* [EXTRACTED MATERIAL]
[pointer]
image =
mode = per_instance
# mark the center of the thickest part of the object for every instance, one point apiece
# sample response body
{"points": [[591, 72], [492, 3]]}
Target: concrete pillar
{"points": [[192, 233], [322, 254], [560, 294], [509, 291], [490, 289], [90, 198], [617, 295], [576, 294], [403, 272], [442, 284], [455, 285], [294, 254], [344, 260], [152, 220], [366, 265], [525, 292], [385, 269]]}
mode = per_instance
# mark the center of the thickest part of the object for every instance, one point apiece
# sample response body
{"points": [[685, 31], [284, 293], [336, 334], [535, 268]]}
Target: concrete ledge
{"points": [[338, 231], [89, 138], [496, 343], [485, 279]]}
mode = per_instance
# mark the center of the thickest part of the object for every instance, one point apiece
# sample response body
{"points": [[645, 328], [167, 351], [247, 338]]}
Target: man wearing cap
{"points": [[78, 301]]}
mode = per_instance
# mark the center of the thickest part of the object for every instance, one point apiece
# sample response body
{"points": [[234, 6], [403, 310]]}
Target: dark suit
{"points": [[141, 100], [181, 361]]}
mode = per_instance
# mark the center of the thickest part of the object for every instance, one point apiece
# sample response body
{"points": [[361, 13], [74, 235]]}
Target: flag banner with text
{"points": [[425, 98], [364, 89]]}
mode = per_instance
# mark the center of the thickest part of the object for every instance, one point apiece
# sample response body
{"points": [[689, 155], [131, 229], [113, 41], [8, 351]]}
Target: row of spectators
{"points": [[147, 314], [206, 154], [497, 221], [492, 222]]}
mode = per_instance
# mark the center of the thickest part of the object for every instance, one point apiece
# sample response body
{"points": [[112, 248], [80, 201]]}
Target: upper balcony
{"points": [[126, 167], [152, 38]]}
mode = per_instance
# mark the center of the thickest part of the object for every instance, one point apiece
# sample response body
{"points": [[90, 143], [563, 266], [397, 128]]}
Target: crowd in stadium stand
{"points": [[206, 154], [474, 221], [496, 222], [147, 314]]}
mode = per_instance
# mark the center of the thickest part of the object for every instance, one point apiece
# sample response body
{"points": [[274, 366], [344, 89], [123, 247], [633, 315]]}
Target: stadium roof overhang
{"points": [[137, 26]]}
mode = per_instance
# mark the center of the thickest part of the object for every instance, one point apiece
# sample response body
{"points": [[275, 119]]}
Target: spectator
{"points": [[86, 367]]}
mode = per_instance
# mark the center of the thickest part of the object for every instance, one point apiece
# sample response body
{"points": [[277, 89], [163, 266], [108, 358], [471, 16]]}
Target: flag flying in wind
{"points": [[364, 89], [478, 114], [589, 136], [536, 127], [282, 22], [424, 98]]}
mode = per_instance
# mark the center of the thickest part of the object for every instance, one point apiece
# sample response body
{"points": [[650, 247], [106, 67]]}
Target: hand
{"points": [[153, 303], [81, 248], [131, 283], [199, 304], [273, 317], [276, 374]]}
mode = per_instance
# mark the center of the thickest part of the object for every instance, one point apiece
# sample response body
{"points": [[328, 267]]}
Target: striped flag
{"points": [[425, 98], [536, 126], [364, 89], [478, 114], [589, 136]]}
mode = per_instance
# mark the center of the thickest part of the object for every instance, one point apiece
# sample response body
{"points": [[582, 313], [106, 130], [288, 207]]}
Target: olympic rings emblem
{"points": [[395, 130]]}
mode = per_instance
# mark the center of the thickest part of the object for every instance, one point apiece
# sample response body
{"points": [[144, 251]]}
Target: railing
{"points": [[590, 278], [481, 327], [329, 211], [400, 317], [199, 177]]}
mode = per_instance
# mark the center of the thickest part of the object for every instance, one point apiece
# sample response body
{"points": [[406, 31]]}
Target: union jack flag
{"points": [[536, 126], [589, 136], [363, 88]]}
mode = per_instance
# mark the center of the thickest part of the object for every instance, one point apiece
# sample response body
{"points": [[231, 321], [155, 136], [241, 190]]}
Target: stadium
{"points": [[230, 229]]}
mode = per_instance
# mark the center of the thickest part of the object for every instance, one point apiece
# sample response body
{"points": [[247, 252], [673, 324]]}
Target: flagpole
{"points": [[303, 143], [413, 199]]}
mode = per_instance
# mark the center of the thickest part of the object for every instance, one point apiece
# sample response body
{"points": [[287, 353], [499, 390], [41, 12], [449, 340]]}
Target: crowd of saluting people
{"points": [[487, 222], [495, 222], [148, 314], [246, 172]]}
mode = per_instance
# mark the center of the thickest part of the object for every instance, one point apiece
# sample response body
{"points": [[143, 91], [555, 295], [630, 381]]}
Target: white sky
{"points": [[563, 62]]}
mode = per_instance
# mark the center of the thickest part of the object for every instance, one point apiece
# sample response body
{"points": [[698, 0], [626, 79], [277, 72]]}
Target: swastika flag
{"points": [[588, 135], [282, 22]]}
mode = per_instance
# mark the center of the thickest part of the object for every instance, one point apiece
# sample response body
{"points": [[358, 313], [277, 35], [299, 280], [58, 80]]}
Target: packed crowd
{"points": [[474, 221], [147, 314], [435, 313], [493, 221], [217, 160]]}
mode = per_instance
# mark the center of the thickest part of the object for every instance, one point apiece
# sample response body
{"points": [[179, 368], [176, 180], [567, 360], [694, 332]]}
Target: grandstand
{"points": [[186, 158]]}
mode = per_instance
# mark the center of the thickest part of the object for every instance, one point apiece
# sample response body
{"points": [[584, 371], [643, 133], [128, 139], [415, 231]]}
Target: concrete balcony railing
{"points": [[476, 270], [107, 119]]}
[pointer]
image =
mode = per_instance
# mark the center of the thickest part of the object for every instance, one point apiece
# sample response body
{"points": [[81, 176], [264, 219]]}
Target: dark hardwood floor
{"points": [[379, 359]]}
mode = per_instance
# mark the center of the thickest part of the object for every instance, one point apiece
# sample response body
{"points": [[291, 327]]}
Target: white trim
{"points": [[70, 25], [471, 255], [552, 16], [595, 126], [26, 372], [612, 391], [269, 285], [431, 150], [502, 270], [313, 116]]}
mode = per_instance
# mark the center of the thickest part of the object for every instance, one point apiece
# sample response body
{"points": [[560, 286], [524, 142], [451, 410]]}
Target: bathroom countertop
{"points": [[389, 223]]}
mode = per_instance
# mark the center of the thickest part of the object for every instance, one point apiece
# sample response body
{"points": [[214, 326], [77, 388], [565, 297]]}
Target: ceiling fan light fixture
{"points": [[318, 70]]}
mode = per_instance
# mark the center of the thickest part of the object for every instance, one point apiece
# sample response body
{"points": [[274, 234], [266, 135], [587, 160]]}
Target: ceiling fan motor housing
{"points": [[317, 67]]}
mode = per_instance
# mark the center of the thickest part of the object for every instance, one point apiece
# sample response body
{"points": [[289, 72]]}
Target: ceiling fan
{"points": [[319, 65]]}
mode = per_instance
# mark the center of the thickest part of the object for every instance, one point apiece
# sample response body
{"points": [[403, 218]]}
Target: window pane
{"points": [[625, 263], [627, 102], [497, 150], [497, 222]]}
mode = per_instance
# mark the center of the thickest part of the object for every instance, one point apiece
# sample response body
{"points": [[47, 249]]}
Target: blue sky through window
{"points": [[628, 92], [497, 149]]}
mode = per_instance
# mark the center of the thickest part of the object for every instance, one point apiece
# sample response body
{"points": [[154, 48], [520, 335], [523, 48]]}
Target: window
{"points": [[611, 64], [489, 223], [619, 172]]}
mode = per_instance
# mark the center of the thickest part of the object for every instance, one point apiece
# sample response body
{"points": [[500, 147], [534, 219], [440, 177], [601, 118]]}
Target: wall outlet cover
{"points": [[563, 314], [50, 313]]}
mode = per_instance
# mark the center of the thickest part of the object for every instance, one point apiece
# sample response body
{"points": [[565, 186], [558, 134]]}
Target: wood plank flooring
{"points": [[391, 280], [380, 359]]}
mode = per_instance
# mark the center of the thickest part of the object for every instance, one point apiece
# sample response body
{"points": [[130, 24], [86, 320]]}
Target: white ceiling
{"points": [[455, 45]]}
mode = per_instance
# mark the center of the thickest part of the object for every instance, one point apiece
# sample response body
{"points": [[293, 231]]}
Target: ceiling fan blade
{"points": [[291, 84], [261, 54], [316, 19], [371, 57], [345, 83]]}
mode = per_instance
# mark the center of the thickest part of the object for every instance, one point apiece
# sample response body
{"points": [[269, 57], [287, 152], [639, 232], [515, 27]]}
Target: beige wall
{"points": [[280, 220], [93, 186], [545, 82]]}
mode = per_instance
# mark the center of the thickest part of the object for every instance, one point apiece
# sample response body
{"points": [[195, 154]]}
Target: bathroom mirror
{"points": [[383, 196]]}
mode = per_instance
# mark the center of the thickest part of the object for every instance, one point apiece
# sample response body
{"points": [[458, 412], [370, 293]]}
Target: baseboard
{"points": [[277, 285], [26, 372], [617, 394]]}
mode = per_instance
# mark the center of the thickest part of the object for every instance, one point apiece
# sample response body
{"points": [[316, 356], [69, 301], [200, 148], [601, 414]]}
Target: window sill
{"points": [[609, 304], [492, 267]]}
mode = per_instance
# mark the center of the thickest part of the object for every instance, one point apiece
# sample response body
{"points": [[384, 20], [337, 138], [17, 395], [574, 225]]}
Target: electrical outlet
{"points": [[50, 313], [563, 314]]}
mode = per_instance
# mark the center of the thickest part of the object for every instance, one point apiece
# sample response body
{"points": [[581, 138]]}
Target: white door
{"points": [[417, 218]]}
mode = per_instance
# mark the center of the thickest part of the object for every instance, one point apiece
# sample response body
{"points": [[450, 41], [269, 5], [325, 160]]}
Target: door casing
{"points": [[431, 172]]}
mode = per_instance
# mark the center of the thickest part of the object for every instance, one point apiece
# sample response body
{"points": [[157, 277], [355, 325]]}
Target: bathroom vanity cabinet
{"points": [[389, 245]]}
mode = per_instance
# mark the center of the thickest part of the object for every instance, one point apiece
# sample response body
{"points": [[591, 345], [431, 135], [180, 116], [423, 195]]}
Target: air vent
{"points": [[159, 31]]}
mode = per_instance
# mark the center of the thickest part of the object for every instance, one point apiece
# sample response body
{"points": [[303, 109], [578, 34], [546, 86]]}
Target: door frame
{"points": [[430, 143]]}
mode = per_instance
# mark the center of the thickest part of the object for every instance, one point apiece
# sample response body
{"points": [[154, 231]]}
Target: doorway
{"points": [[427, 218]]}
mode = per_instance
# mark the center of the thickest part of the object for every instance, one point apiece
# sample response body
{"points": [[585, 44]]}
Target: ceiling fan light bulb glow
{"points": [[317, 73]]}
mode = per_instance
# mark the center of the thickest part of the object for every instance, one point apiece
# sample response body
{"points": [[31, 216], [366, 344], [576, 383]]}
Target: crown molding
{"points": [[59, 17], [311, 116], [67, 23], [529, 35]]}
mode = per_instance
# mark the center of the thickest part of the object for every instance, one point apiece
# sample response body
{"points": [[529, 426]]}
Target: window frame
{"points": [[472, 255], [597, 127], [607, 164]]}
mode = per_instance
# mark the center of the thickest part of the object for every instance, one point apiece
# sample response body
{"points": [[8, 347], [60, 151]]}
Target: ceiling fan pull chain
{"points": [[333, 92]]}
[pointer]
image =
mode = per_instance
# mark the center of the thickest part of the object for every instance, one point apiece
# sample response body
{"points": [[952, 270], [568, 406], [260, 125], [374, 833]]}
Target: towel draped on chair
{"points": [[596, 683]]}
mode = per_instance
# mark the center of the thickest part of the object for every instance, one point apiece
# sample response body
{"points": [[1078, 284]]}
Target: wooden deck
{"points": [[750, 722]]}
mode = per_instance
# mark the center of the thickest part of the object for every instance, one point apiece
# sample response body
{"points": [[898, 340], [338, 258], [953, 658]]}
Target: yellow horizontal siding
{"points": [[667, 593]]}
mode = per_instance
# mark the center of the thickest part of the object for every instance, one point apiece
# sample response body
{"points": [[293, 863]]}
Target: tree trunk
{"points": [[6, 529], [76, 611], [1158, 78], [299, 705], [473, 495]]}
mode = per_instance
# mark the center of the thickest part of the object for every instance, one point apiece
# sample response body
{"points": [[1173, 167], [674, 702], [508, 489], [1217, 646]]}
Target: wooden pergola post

* [TASK DESCRIPTION] Reproduce the items from their first line through the line containing "Target: concrete pillar", with both ends included.

* [WRITTEN ANSWER]
[pointer]
image =
mode = per_instance
# mark the center of the thickest part of the object for every instance, one point apiece
# sample response body
{"points": [[591, 72], [492, 3]]}
Target: concrete pillar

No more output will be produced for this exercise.